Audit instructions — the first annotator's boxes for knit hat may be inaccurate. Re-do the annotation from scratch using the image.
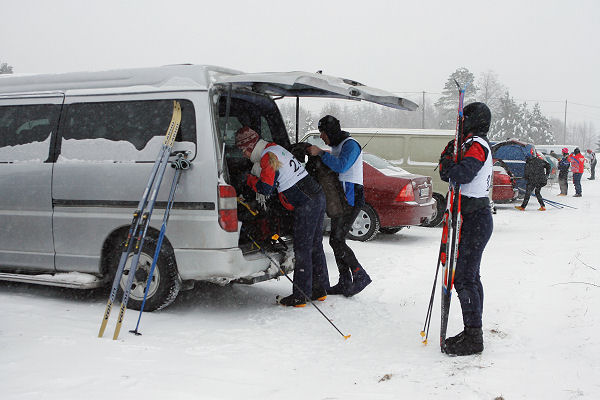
[235,126,260,153]
[319,115,348,146]
[463,102,492,135]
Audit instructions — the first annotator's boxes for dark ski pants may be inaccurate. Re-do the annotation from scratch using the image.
[454,207,494,328]
[329,207,362,274]
[293,191,329,299]
[521,182,546,208]
[573,172,583,194]
[558,176,569,194]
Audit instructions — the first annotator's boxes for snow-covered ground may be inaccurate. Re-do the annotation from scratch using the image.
[0,173,600,400]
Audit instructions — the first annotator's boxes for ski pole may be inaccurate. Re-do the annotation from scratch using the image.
[129,153,190,336]
[113,102,181,340]
[542,198,577,210]
[98,101,181,337]
[246,233,351,340]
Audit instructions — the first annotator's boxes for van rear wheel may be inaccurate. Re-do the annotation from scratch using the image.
[347,204,379,242]
[113,237,181,311]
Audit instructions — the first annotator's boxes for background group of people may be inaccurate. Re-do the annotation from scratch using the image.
[515,147,596,211]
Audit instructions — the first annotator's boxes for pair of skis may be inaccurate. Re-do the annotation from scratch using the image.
[421,81,465,352]
[98,101,183,340]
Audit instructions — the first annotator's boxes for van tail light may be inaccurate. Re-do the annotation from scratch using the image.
[219,185,238,232]
[394,182,415,201]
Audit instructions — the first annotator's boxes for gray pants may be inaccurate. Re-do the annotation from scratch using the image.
[558,177,569,195]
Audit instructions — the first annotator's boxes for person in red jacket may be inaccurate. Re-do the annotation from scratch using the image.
[569,147,585,197]
[235,126,329,307]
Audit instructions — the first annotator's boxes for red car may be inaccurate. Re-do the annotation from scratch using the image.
[348,153,435,241]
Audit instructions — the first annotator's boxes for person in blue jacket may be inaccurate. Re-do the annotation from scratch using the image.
[558,147,571,196]
[306,115,371,297]
[439,102,494,356]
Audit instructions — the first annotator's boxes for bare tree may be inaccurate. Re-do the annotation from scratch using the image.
[477,70,508,116]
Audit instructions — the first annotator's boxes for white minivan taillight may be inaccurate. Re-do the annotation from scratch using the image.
[219,185,237,232]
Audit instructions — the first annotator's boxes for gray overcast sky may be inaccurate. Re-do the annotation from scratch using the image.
[0,0,600,129]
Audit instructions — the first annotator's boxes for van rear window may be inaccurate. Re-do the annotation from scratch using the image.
[0,104,60,162]
[59,100,196,161]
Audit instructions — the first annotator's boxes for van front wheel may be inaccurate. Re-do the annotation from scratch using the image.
[113,237,181,311]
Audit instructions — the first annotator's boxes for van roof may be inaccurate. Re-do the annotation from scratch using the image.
[0,64,241,95]
[307,128,455,136]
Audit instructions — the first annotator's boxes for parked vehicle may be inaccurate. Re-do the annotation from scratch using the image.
[492,160,519,204]
[0,65,417,310]
[348,153,436,241]
[492,139,558,197]
[492,139,535,197]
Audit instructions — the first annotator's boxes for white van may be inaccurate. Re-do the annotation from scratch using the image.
[0,65,416,310]
[302,130,455,226]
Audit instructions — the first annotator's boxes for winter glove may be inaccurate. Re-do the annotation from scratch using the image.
[440,157,456,174]
[246,174,258,191]
[441,139,454,159]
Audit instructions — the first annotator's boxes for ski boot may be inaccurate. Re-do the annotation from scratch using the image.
[275,294,306,307]
[344,266,371,297]
[327,267,352,294]
[443,327,483,356]
[310,286,327,301]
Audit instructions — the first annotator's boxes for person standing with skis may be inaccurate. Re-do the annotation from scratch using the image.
[515,147,552,211]
[235,126,329,307]
[587,149,597,181]
[306,115,371,297]
[569,147,585,197]
[558,147,571,196]
[439,102,493,356]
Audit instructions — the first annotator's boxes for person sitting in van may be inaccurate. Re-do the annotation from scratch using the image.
[235,126,329,307]
[306,115,371,297]
[515,147,552,211]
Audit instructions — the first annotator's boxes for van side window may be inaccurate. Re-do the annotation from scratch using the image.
[0,104,60,162]
[59,100,196,161]
[218,93,289,158]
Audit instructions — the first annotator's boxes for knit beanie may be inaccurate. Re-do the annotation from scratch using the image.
[235,126,260,152]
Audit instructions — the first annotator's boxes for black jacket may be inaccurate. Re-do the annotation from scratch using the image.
[523,157,552,187]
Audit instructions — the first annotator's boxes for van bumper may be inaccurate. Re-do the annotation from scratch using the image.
[175,248,292,285]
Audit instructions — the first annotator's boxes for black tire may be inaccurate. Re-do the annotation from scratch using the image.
[379,226,404,235]
[423,193,446,228]
[111,237,181,311]
[346,204,379,242]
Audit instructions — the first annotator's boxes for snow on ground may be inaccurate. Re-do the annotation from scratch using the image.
[0,176,600,400]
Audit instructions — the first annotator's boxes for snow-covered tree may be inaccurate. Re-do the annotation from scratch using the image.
[0,63,13,74]
[526,103,556,144]
[435,67,479,129]
[488,91,523,141]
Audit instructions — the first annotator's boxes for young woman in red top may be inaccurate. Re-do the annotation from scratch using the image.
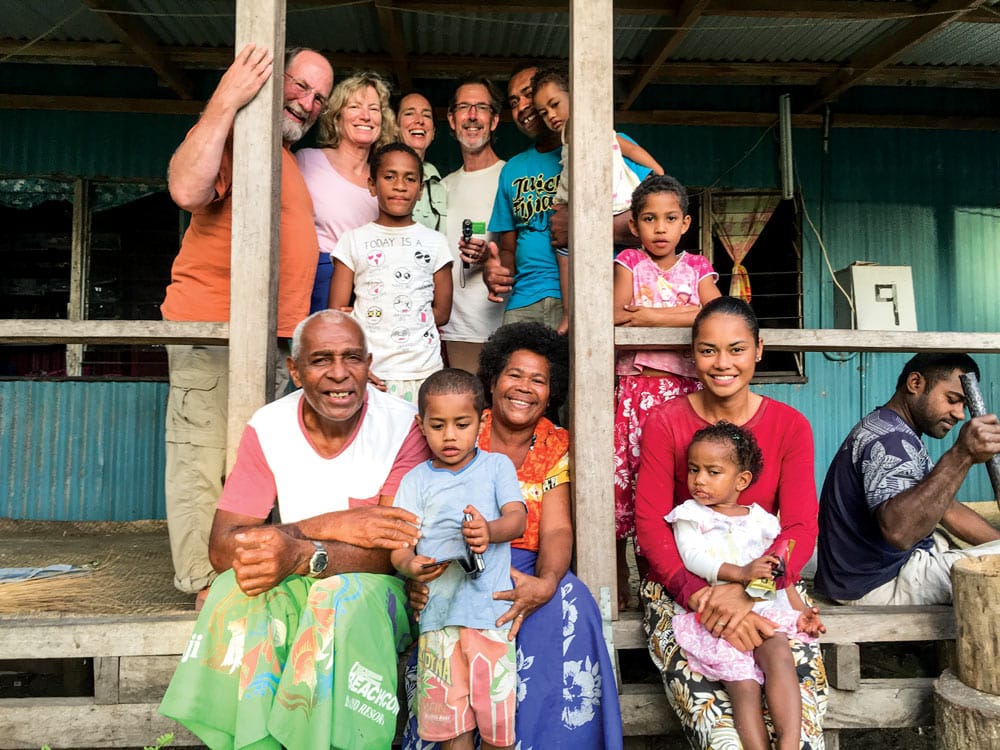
[636,297,826,748]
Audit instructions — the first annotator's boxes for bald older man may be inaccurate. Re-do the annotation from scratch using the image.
[160,310,430,748]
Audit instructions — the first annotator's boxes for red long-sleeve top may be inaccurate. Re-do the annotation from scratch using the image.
[635,397,819,607]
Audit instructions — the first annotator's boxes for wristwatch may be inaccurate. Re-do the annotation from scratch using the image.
[307,540,329,578]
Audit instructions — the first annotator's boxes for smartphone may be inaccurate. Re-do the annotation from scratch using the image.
[420,557,465,570]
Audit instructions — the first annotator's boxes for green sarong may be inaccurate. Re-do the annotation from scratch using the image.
[160,571,413,750]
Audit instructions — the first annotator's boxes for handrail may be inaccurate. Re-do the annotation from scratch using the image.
[615,327,1000,353]
[0,318,229,345]
[0,318,1000,354]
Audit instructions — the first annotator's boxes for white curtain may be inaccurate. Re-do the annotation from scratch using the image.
[712,195,781,302]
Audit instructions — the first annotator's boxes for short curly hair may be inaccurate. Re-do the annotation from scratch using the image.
[688,419,764,487]
[478,323,569,424]
[531,65,569,93]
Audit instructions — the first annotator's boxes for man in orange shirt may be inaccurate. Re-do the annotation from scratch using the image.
[160,44,333,607]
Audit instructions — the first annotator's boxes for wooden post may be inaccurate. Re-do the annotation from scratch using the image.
[951,555,1000,695]
[226,0,285,469]
[569,0,617,617]
[934,555,1000,750]
[934,664,1000,750]
[66,178,90,378]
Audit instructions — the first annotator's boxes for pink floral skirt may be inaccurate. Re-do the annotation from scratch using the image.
[674,602,816,685]
[615,375,701,539]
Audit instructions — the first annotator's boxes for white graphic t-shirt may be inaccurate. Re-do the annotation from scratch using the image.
[332,222,452,380]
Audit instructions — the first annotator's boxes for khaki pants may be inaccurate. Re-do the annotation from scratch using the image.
[503,297,562,330]
[164,340,289,594]
[841,531,1000,605]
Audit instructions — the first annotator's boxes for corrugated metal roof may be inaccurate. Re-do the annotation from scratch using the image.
[399,9,569,57]
[671,16,900,62]
[0,380,168,521]
[0,0,117,42]
[897,22,1000,65]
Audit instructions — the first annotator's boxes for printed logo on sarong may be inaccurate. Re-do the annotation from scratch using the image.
[344,662,399,726]
[418,649,451,685]
[181,633,204,664]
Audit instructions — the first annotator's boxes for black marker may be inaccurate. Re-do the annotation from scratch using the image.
[462,219,472,269]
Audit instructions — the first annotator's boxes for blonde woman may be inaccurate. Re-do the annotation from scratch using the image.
[295,71,396,312]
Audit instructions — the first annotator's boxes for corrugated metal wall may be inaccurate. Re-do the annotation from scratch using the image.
[0,87,1000,519]
[608,126,1000,500]
[0,380,167,521]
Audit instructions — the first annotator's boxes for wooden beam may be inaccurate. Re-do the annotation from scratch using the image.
[83,0,195,99]
[375,0,413,94]
[802,0,985,112]
[226,0,285,472]
[289,0,1000,23]
[0,698,204,750]
[0,612,198,656]
[620,677,934,737]
[0,94,205,115]
[621,0,710,109]
[615,328,1000,354]
[568,0,617,610]
[66,177,90,378]
[0,318,229,345]
[0,94,1000,131]
[0,39,1000,90]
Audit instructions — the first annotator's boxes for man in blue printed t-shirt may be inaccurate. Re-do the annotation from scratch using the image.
[483,67,649,336]
[816,354,1000,605]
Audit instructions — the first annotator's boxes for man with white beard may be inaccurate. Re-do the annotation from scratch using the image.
[160,44,333,609]
[441,78,506,374]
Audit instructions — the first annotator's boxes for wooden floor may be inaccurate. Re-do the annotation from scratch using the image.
[0,502,1000,749]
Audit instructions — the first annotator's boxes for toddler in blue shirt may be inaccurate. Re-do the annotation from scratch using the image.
[392,369,527,750]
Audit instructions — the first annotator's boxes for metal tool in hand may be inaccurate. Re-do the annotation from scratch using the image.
[958,372,1000,507]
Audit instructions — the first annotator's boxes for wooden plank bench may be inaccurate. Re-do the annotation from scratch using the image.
[613,605,955,750]
[0,606,955,750]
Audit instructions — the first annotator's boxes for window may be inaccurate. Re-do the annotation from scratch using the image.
[682,190,806,383]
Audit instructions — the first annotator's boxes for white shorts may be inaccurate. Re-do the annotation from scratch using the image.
[840,531,1000,605]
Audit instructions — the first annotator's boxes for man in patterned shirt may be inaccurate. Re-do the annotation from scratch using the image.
[816,354,1000,604]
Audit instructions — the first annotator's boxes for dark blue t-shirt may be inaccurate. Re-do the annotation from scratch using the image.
[816,407,934,601]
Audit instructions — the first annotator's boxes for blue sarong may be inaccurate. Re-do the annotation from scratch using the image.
[403,548,623,750]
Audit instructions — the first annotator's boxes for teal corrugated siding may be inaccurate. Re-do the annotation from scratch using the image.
[0,82,1000,518]
[0,380,167,521]
[623,120,1000,500]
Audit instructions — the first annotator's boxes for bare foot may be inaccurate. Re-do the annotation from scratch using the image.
[615,539,632,610]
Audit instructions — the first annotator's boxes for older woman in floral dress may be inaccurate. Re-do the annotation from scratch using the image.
[403,323,622,750]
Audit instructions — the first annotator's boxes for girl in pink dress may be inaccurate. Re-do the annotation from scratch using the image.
[664,421,826,750]
[614,175,720,608]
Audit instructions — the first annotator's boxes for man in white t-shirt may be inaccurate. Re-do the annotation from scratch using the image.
[441,78,506,373]
[160,310,430,747]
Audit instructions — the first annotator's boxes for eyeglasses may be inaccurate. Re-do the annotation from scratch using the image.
[454,102,493,115]
[285,73,327,110]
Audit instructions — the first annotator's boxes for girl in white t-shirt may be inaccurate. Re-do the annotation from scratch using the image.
[330,143,452,402]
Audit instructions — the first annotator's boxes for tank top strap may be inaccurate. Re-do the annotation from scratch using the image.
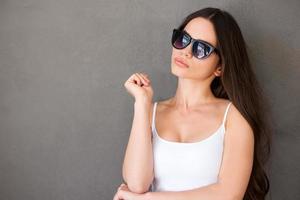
[222,102,232,125]
[151,102,157,130]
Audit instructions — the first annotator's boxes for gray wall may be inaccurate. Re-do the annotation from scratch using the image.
[0,0,300,200]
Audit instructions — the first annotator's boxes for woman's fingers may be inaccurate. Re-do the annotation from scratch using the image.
[140,73,150,84]
[135,73,148,85]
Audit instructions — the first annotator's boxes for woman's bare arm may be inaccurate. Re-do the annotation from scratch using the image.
[122,100,154,193]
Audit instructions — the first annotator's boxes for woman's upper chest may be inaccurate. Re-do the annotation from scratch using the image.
[153,103,227,143]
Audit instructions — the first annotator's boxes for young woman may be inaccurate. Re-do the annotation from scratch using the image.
[114,8,271,200]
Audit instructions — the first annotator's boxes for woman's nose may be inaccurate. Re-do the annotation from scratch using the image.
[181,44,193,58]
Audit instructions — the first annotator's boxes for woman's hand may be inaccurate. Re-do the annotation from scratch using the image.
[113,183,149,200]
[124,73,153,102]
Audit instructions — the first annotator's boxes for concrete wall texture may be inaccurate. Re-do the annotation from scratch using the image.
[0,0,300,200]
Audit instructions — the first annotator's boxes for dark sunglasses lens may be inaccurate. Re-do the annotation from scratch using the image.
[193,42,212,58]
[172,30,190,49]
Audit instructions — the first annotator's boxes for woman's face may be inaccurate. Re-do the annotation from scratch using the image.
[171,17,221,80]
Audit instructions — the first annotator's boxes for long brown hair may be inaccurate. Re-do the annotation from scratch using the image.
[178,7,273,200]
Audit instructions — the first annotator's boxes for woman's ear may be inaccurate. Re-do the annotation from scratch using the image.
[214,66,222,76]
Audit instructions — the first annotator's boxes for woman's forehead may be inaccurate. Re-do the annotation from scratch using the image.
[184,17,217,45]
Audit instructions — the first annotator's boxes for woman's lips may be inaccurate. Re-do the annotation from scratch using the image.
[174,58,189,68]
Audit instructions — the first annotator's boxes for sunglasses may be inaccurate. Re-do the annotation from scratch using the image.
[172,29,219,59]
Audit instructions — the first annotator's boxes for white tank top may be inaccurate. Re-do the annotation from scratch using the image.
[150,102,231,192]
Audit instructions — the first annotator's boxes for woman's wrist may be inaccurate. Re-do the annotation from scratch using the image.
[134,97,151,106]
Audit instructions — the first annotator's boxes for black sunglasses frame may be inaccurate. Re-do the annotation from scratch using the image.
[171,29,220,60]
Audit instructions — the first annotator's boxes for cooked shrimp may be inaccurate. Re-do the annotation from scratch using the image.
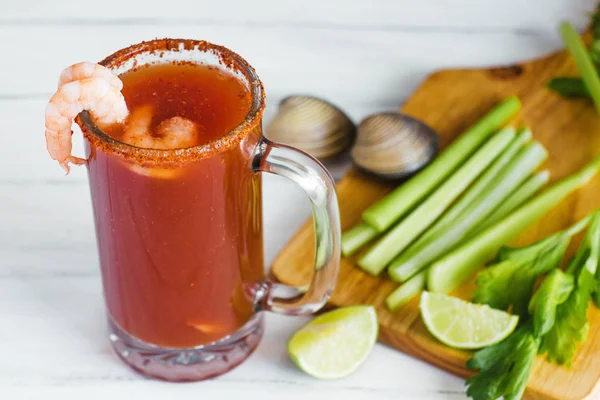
[58,62,123,90]
[123,105,198,149]
[46,63,128,173]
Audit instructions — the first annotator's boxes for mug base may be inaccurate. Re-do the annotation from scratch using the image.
[108,315,264,382]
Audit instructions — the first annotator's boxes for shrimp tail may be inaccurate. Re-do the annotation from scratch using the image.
[58,156,87,175]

GOAL »
Reproduce the data word for word, starting with the line that contains "Audit instructions — the first annotator's boxes for van side" and going on through the line that contains "[0,176,600,400]", with both of those lines included.

SOLUTION TO THIS EXERCISE »
Audit instructions — the first annotator's boxes for van side window may be inaccurate. Re-do the annotation from scratch using the image.
[0,104,60,162]
[59,100,196,161]
[218,93,289,158]
Audit instructions — the first annotator's boxes for knit beanie may be inaccurate. Re-do the annotation from scratch using the image.
[235,126,260,152]
Audit instructions — the first annotator's boxes for black jacket may be inaccurate. Re-do the annotation from scratch using the image.
[523,157,552,187]
Audit instructions — the first annotator's boxes for van bumper may be inaccurate. Re-do the annotation from scratch using the image.
[175,248,292,285]
Audit instructions — the first annotator's boxes for black tire may be inaccurate. Re-do the annotation from scratch using the image.
[379,226,404,235]
[423,193,446,228]
[111,237,181,311]
[346,204,379,242]
Audit instructions — the first annotator's boxes for snow on ground may be inaccurate. Re-do the annotation from scratch using the image.
[0,176,600,400]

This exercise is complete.